● **TASK OBJECTIVE**
Copy the records starting at the line containing "white baseboard, given" and ending at the line containing "[[806, 78]]", and shift every point coordinate in the answers by adding 145. Leave all other text unchanged.

● **GIVEN INFORMATION**
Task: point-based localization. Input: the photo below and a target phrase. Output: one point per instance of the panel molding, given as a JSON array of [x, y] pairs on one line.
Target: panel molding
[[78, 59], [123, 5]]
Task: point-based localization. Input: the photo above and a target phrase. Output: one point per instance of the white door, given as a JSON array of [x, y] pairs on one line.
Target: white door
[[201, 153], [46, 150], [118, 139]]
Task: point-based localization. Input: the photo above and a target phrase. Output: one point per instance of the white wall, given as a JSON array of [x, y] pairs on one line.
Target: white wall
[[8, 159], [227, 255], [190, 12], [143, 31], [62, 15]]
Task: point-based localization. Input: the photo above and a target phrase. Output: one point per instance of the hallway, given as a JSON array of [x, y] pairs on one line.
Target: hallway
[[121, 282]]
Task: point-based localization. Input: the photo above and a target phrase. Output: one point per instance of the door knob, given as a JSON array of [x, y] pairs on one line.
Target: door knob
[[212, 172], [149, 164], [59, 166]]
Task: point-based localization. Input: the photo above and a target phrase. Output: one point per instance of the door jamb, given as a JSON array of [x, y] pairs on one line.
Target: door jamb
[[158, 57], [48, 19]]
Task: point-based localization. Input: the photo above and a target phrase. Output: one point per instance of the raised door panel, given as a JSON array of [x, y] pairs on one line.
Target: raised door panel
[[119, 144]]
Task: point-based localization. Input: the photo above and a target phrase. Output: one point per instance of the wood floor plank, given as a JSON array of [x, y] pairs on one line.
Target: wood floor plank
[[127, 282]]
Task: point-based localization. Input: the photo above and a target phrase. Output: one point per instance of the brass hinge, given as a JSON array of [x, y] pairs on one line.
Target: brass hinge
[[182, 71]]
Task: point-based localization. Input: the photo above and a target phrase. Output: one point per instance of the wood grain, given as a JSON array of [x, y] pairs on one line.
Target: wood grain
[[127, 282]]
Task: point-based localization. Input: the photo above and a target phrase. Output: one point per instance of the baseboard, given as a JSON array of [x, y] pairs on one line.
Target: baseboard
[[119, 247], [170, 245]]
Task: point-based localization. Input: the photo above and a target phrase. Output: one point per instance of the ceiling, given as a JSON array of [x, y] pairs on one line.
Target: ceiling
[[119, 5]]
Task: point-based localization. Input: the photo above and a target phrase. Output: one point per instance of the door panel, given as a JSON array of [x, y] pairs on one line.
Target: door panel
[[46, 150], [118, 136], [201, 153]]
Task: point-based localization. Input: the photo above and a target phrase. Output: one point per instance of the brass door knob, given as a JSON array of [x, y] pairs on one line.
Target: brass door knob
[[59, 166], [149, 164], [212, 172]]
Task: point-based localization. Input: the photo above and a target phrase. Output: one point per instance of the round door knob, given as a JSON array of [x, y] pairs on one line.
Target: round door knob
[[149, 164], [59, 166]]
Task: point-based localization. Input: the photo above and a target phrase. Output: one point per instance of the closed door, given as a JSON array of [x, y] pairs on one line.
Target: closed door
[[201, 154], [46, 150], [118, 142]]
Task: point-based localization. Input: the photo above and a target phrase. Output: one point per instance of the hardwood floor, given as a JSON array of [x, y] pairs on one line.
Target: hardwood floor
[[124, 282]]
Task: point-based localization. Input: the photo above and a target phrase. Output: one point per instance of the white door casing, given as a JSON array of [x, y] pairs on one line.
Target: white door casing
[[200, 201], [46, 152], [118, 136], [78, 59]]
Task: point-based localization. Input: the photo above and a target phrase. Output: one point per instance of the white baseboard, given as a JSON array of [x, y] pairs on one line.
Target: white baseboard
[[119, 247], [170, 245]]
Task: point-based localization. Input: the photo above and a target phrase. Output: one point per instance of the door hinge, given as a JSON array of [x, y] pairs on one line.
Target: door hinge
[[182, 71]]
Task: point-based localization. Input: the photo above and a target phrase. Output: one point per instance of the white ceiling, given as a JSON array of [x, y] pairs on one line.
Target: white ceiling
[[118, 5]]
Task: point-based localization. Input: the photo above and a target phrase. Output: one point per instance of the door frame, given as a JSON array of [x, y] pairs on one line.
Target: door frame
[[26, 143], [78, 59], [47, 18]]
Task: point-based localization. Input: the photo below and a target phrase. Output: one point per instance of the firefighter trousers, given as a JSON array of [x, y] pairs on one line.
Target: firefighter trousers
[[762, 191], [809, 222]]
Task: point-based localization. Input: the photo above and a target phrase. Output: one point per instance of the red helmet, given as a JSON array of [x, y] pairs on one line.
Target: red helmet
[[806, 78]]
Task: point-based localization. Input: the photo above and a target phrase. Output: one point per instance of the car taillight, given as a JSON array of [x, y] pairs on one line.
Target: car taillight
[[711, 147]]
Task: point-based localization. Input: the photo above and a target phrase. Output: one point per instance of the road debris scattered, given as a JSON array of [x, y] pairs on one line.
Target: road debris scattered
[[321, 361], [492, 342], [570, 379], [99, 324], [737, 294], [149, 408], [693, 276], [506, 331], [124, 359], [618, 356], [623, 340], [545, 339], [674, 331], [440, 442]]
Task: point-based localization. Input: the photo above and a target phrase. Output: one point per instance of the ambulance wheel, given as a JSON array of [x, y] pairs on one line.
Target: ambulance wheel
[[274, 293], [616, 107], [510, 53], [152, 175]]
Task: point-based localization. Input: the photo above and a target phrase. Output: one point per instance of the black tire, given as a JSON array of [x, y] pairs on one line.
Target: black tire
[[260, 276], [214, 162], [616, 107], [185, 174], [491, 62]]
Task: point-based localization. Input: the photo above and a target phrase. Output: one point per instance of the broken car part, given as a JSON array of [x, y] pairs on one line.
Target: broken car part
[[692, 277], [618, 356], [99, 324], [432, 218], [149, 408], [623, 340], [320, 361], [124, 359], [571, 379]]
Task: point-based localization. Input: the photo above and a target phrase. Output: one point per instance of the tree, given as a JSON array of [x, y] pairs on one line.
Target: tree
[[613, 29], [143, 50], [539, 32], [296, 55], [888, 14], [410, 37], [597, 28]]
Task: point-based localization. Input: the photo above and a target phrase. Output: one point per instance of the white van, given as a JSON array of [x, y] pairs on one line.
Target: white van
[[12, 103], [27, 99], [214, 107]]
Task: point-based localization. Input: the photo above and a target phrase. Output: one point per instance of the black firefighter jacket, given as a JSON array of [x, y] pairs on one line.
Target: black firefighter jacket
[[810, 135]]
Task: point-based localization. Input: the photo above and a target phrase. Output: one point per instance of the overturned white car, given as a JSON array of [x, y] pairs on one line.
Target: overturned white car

● **COMPLETE OUTPUT**
Task: point-based localization. Input: the photo above and a target phrase. Output: one point per instance of the white baseboard, given as a JSON array of [x, y] pairs on one line.
Target: white baseboard
[[264, 392], [315, 390]]
Task: point-based localization. Input: the photo above and a target phrase. Output: one point per instance of the door hinge, given as a JSON array of [x, y] pairs on one line.
Target: door hinge
[[327, 216]]
Task: point-based localization. Input: the photo above and a target phrase. Output: one point per instance of the white ceiling, given as a JSON array of [x, y] pairs on one line.
Target: white ceiling
[[263, 150]]
Task: point-based localization. Input: the photo above and a target phrase. Output: one point per instance of the door frame, given as a JSON array of [x, y] pairs on one line.
Target: door frame
[[171, 288], [223, 204], [192, 163]]
Task: point-based localization. Input: the photo below and a target phrase. Output: one point per instance of the firefighter trousers, given as a JSON array of [x, y] pairs on one line.
Target: firefighter trousers
[[907, 336], [954, 367]]
Task: point-based localization. Input: the photo above and a target phrase. Output: one point per instance of the red helmet, given as a JSON array of [x, y] pairs on one line.
Target: red helmet
[[951, 223]]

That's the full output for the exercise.